## Instructions for the task
Put the lines below into a JSON list of strings, one string per line, with blank lines dropped. Leave the pictures out.

## Dataset records
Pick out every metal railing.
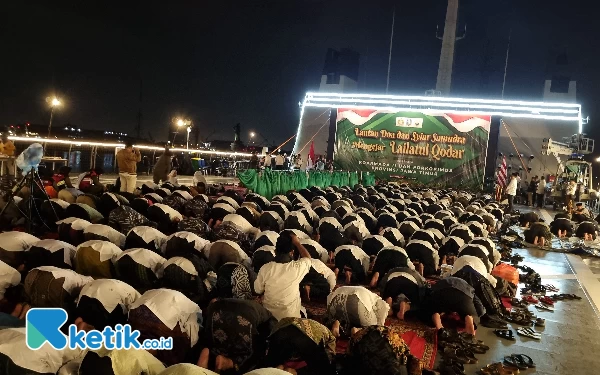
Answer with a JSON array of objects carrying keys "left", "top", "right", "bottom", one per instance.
[{"left": 9, "top": 137, "right": 251, "bottom": 174}]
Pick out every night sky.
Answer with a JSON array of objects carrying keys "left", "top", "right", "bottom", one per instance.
[{"left": 0, "top": 0, "right": 600, "bottom": 146}]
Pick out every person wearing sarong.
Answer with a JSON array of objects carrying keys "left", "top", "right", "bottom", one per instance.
[
  {"left": 265, "top": 317, "right": 336, "bottom": 375},
  {"left": 129, "top": 289, "right": 202, "bottom": 366},
  {"left": 198, "top": 298, "right": 277, "bottom": 373},
  {"left": 177, "top": 216, "right": 210, "bottom": 238},
  {"left": 369, "top": 246, "right": 415, "bottom": 288},
  {"left": 160, "top": 363, "right": 218, "bottom": 375},
  {"left": 125, "top": 226, "right": 167, "bottom": 254},
  {"left": 148, "top": 203, "right": 183, "bottom": 235},
  {"left": 161, "top": 254, "right": 217, "bottom": 308},
  {"left": 0, "top": 327, "right": 83, "bottom": 375},
  {"left": 213, "top": 214, "right": 259, "bottom": 252},
  {"left": 523, "top": 222, "right": 552, "bottom": 247},
  {"left": 25, "top": 240, "right": 76, "bottom": 271},
  {"left": 114, "top": 248, "right": 166, "bottom": 293},
  {"left": 217, "top": 262, "right": 256, "bottom": 299},
  {"left": 0, "top": 261, "right": 25, "bottom": 327},
  {"left": 0, "top": 232, "right": 40, "bottom": 270},
  {"left": 78, "top": 348, "right": 165, "bottom": 375},
  {"left": 347, "top": 325, "right": 421, "bottom": 375},
  {"left": 23, "top": 266, "right": 94, "bottom": 314},
  {"left": 75, "top": 240, "right": 123, "bottom": 279},
  {"left": 108, "top": 205, "right": 157, "bottom": 235},
  {"left": 254, "top": 231, "right": 311, "bottom": 319},
  {"left": 379, "top": 267, "right": 429, "bottom": 320},
  {"left": 575, "top": 221, "right": 598, "bottom": 241},
  {"left": 75, "top": 279, "right": 141, "bottom": 331},
  {"left": 324, "top": 286, "right": 391, "bottom": 337},
  {"left": 300, "top": 258, "right": 337, "bottom": 301},
  {"left": 422, "top": 276, "right": 485, "bottom": 336},
  {"left": 334, "top": 245, "right": 371, "bottom": 284}
]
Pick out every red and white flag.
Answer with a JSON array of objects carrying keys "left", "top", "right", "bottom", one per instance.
[
  {"left": 497, "top": 156, "right": 506, "bottom": 187},
  {"left": 306, "top": 141, "right": 317, "bottom": 169},
  {"left": 443, "top": 113, "right": 492, "bottom": 133}
]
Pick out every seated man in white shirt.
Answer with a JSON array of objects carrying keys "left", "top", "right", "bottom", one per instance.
[{"left": 254, "top": 232, "right": 311, "bottom": 320}]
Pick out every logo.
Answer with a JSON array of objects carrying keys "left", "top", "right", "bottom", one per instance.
[
  {"left": 396, "top": 117, "right": 423, "bottom": 129},
  {"left": 25, "top": 308, "right": 173, "bottom": 350}
]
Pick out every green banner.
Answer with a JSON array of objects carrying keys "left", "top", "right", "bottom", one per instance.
[{"left": 334, "top": 109, "right": 491, "bottom": 188}]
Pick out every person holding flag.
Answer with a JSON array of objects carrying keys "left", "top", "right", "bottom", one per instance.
[
  {"left": 496, "top": 155, "right": 506, "bottom": 202},
  {"left": 306, "top": 141, "right": 317, "bottom": 171}
]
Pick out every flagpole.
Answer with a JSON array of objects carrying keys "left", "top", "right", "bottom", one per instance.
[{"left": 385, "top": 5, "right": 396, "bottom": 94}]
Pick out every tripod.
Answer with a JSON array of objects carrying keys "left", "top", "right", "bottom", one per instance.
[{"left": 0, "top": 167, "right": 58, "bottom": 233}]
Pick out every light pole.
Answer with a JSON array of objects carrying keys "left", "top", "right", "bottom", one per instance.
[
  {"left": 185, "top": 126, "right": 192, "bottom": 149},
  {"left": 46, "top": 97, "right": 62, "bottom": 138},
  {"left": 173, "top": 117, "right": 192, "bottom": 148}
]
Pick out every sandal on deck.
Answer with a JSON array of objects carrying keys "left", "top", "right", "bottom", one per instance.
[
  {"left": 517, "top": 328, "right": 542, "bottom": 340},
  {"left": 523, "top": 295, "right": 539, "bottom": 303},
  {"left": 479, "top": 362, "right": 516, "bottom": 375},
  {"left": 540, "top": 296, "right": 554, "bottom": 306},
  {"left": 494, "top": 329, "right": 516, "bottom": 341},
  {"left": 535, "top": 303, "right": 554, "bottom": 311},
  {"left": 544, "top": 284, "right": 558, "bottom": 292},
  {"left": 511, "top": 354, "right": 535, "bottom": 368},
  {"left": 535, "top": 318, "right": 546, "bottom": 327},
  {"left": 442, "top": 347, "right": 471, "bottom": 365},
  {"left": 504, "top": 355, "right": 529, "bottom": 370}
]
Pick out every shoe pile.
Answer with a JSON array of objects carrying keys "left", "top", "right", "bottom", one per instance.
[
  {"left": 479, "top": 354, "right": 535, "bottom": 375},
  {"left": 438, "top": 328, "right": 490, "bottom": 375}
]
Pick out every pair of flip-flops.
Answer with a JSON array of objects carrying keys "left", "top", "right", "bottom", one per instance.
[
  {"left": 510, "top": 298, "right": 529, "bottom": 308},
  {"left": 539, "top": 296, "right": 554, "bottom": 306},
  {"left": 517, "top": 327, "right": 542, "bottom": 340},
  {"left": 504, "top": 354, "right": 535, "bottom": 370},
  {"left": 535, "top": 303, "right": 554, "bottom": 311},
  {"left": 544, "top": 284, "right": 558, "bottom": 292},
  {"left": 523, "top": 296, "right": 540, "bottom": 303},
  {"left": 494, "top": 329, "right": 517, "bottom": 341},
  {"left": 549, "top": 293, "right": 581, "bottom": 301}
]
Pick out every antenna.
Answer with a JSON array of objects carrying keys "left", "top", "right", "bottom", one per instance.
[
  {"left": 385, "top": 5, "right": 396, "bottom": 94},
  {"left": 501, "top": 28, "right": 512, "bottom": 99},
  {"left": 135, "top": 78, "right": 142, "bottom": 139}
]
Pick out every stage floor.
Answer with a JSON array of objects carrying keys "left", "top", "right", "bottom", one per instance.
[
  {"left": 99, "top": 174, "right": 239, "bottom": 187},
  {"left": 454, "top": 206, "right": 600, "bottom": 375}
]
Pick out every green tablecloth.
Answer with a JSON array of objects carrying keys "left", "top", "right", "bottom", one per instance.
[{"left": 238, "top": 169, "right": 375, "bottom": 199}]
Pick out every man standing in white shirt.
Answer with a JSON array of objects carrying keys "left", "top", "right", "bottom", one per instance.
[
  {"left": 264, "top": 154, "right": 271, "bottom": 169},
  {"left": 254, "top": 232, "right": 312, "bottom": 320},
  {"left": 275, "top": 153, "right": 285, "bottom": 171},
  {"left": 506, "top": 173, "right": 519, "bottom": 214},
  {"left": 565, "top": 180, "right": 577, "bottom": 215}
]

## Final answer
[
  "Pick out every metal railing.",
  "Answer with a JSON array of objects carrying keys \"left\", \"top\", \"right\", \"bottom\", one per instance.",
  "[{\"left\": 9, \"top\": 137, \"right\": 251, \"bottom\": 174}]",
  "Pick out every night sky.",
  "Answer with a JSON array of objects carrying keys \"left\", \"top\", \"right\", \"bottom\", one per instance.",
  "[{\"left\": 0, \"top\": 0, \"right\": 600, \"bottom\": 146}]",
  "Pick out every person wearing sarong.",
  "Answer with a JSON array of objects carrying keys \"left\", \"top\", \"right\", \"bottom\", one per instance.",
  "[",
  "  {\"left\": 265, \"top\": 317, \"right\": 336, \"bottom\": 375},",
  "  {\"left\": 129, \"top\": 289, \"right\": 202, \"bottom\": 366},",
  "  {\"left\": 198, \"top\": 298, \"right\": 277, \"bottom\": 373},",
  "  {\"left\": 177, \"top\": 216, \"right\": 210, \"bottom\": 238},",
  "  {\"left\": 369, \"top\": 246, \"right\": 415, \"bottom\": 288},",
  "  {\"left\": 160, \"top\": 363, \"right\": 218, \"bottom\": 375},",
  "  {\"left\": 125, \"top\": 226, \"right\": 167, \"bottom\": 254},",
  "  {\"left\": 148, \"top\": 203, \"right\": 183, \"bottom\": 235},",
  "  {\"left\": 161, \"top\": 254, \"right\": 217, \"bottom\": 308},",
  "  {\"left\": 0, \"top\": 327, \"right\": 83, \"bottom\": 375},",
  "  {\"left\": 213, \"top\": 214, \"right\": 259, \"bottom\": 252},",
  "  {\"left\": 523, \"top\": 222, \"right\": 552, \"bottom\": 247},",
  "  {\"left\": 25, \"top\": 240, \"right\": 76, \"bottom\": 271},",
  "  {\"left\": 114, \"top\": 248, \"right\": 166, \"bottom\": 293},",
  "  {\"left\": 217, \"top\": 262, \"right\": 256, \"bottom\": 299},",
  "  {\"left\": 0, \"top\": 261, \"right\": 25, \"bottom\": 327},",
  "  {\"left\": 0, \"top\": 232, \"right\": 40, \"bottom\": 270},",
  "  {\"left\": 78, \"top\": 348, \"right\": 165, \"bottom\": 375},",
  "  {\"left\": 347, \"top\": 325, \"right\": 421, \"bottom\": 375},",
  "  {\"left\": 23, \"top\": 266, \"right\": 94, \"bottom\": 314},",
  "  {\"left\": 75, \"top\": 240, \"right\": 123, \"bottom\": 279},",
  "  {\"left\": 108, \"top\": 205, \"right\": 157, \"bottom\": 235},",
  "  {\"left\": 254, \"top\": 231, \"right\": 311, \"bottom\": 319},",
  "  {\"left\": 379, \"top\": 267, \"right\": 429, \"bottom\": 320},",
  "  {\"left\": 575, \"top\": 221, \"right\": 598, \"bottom\": 241},",
  "  {\"left\": 75, \"top\": 279, \"right\": 141, \"bottom\": 331},",
  "  {\"left\": 324, \"top\": 286, \"right\": 391, \"bottom\": 337},",
  "  {\"left\": 300, \"top\": 258, \"right\": 337, \"bottom\": 301},",
  "  {\"left\": 422, \"top\": 276, \"right\": 485, \"bottom\": 336},",
  "  {\"left\": 334, \"top\": 245, \"right\": 371, \"bottom\": 284}",
  "]",
  "Pick out every red and white flag.",
  "Answer with a JSON array of objects carrying keys \"left\", \"top\", \"right\", \"bottom\", one per instance.",
  "[",
  "  {\"left\": 497, \"top\": 156, \"right\": 506, \"bottom\": 187},",
  "  {\"left\": 306, \"top\": 141, \"right\": 317, \"bottom\": 169},",
  "  {\"left\": 443, \"top\": 113, \"right\": 492, \"bottom\": 133}",
  "]",
  "Pick out every seated man in white shirt.",
  "Answer with a JSON array of objects carrying keys \"left\", \"top\", \"right\", \"bottom\", one per instance.",
  "[{\"left\": 254, \"top\": 232, \"right\": 311, \"bottom\": 320}]",
  "Pick out every logo.",
  "Answer with a JSON array of objects carrying keys \"left\", \"top\", \"right\", \"bottom\", one per instance.",
  "[",
  "  {\"left\": 396, \"top\": 117, \"right\": 423, \"bottom\": 129},",
  "  {\"left\": 25, \"top\": 308, \"right\": 173, \"bottom\": 350}",
  "]",
  "Pick out every green banner.",
  "Answer with a JSON array of objects carrying keys \"left\", \"top\", \"right\", \"bottom\", one per instance.",
  "[{\"left\": 334, \"top\": 109, \"right\": 491, \"bottom\": 188}]",
  "Pick out every person holding flag.",
  "Answer with a JSON array of objects carrying keys \"left\", \"top\", \"right\", \"bottom\", one per instance.",
  "[",
  "  {\"left\": 496, \"top\": 155, \"right\": 506, \"bottom\": 202},",
  "  {\"left\": 306, \"top\": 141, \"right\": 317, \"bottom\": 171}",
  "]",
  "Pick out every flagpole.",
  "Answer with a JSON array of objects carrying keys \"left\", \"top\", \"right\", \"bottom\", one per instance.",
  "[{\"left\": 385, \"top\": 5, \"right\": 396, \"bottom\": 94}]",
  "Pick out every tripod.",
  "Answer with a JSON array of objects carrying keys \"left\", \"top\", \"right\", \"bottom\", one per instance.",
  "[{\"left\": 0, \"top\": 167, \"right\": 58, \"bottom\": 233}]",
  "Pick out every light pole.",
  "Answer with a JSON array of objects carrying keys \"left\", \"top\", \"right\", \"bottom\", one per instance.",
  "[",
  "  {\"left\": 185, \"top\": 126, \"right\": 192, \"bottom\": 149},",
  "  {\"left\": 46, \"top\": 97, \"right\": 62, \"bottom\": 138},",
  "  {\"left\": 173, \"top\": 117, \"right\": 192, \"bottom\": 148}",
  "]",
  "Pick out every sandal on deck.",
  "Answer with a JSON array of objects carrying keys \"left\", \"top\", \"right\", \"bottom\", one per instance.",
  "[",
  "  {\"left\": 517, \"top\": 328, \"right\": 542, \"bottom\": 340},",
  "  {\"left\": 523, \"top\": 295, \"right\": 539, \"bottom\": 303},",
  "  {\"left\": 479, \"top\": 362, \"right\": 516, \"bottom\": 375},",
  "  {\"left\": 540, \"top\": 296, \"right\": 554, \"bottom\": 306},",
  "  {\"left\": 494, \"top\": 329, \"right\": 516, \"bottom\": 341},",
  "  {\"left\": 535, \"top\": 303, \"right\": 554, \"bottom\": 311},",
  "  {\"left\": 544, \"top\": 284, \"right\": 558, \"bottom\": 292},",
  "  {\"left\": 511, \"top\": 354, \"right\": 535, \"bottom\": 368},",
  "  {\"left\": 535, \"top\": 318, \"right\": 546, \"bottom\": 327},",
  "  {\"left\": 442, \"top\": 347, \"right\": 471, \"bottom\": 365},",
  "  {\"left\": 504, \"top\": 355, \"right\": 529, \"bottom\": 370}",
  "]",
  "Pick out every shoe pile.",
  "Answer with a JSON array of objects carrying keys \"left\", \"top\", \"right\", \"bottom\", one per instance.",
  "[",
  "  {\"left\": 479, \"top\": 354, \"right\": 535, \"bottom\": 375},",
  "  {\"left\": 438, \"top\": 328, \"right\": 490, \"bottom\": 375}",
  "]",
  "Pick out every pair of flip-flops.",
  "Answer with a JSON array of objects carrying keys \"left\", \"top\", \"right\", \"bottom\", one per instance.",
  "[",
  "  {\"left\": 510, \"top\": 298, \"right\": 529, \"bottom\": 308},",
  "  {\"left\": 539, \"top\": 296, \"right\": 554, \"bottom\": 306},",
  "  {\"left\": 517, \"top\": 327, \"right\": 542, \"bottom\": 340},",
  "  {\"left\": 504, \"top\": 354, \"right\": 535, \"bottom\": 370},",
  "  {\"left\": 535, \"top\": 303, \"right\": 554, \"bottom\": 311},",
  "  {\"left\": 544, \"top\": 284, \"right\": 558, \"bottom\": 292},",
  "  {\"left\": 523, \"top\": 296, \"right\": 540, \"bottom\": 303},",
  "  {\"left\": 494, \"top\": 329, \"right\": 517, \"bottom\": 341},",
  "  {\"left\": 549, \"top\": 293, \"right\": 581, \"bottom\": 301}",
  "]",
  "Pick out every antenna.",
  "Answer with a JSON array of objects carrying keys \"left\", \"top\", \"right\", \"bottom\", one per instance.",
  "[",
  "  {\"left\": 385, \"top\": 5, \"right\": 396, \"bottom\": 94},",
  "  {\"left\": 501, \"top\": 28, \"right\": 512, \"bottom\": 99},",
  "  {\"left\": 135, \"top\": 78, \"right\": 142, \"bottom\": 139}",
  "]",
  "Pick out every stage floor.",
  "Answer with a JSON array of objects carrying keys \"left\", \"top\", \"right\", \"bottom\", one per instance.",
  "[",
  "  {\"left\": 99, \"top\": 174, \"right\": 239, \"bottom\": 187},",
  "  {\"left\": 454, \"top\": 206, \"right\": 600, \"bottom\": 375}",
  "]",
  "Pick out every green tablecloth.",
  "Answer with a JSON array of objects carrying keys \"left\", \"top\", \"right\", \"bottom\", one per instance.",
  "[{\"left\": 238, \"top\": 169, \"right\": 375, \"bottom\": 199}]",
  "Pick out every man standing in white shirt.",
  "Answer with a JSON array of objects carrying keys \"left\", \"top\", \"right\", \"bottom\", one per instance.",
  "[",
  "  {\"left\": 264, \"top\": 154, \"right\": 271, \"bottom\": 169},",
  "  {\"left\": 254, \"top\": 232, \"right\": 312, \"bottom\": 320},",
  "  {\"left\": 275, \"top\": 153, \"right\": 285, \"bottom\": 171},",
  "  {\"left\": 506, \"top\": 173, \"right\": 519, \"bottom\": 214},",
  "  {\"left\": 565, \"top\": 180, \"right\": 577, \"bottom\": 215}",
  "]"
]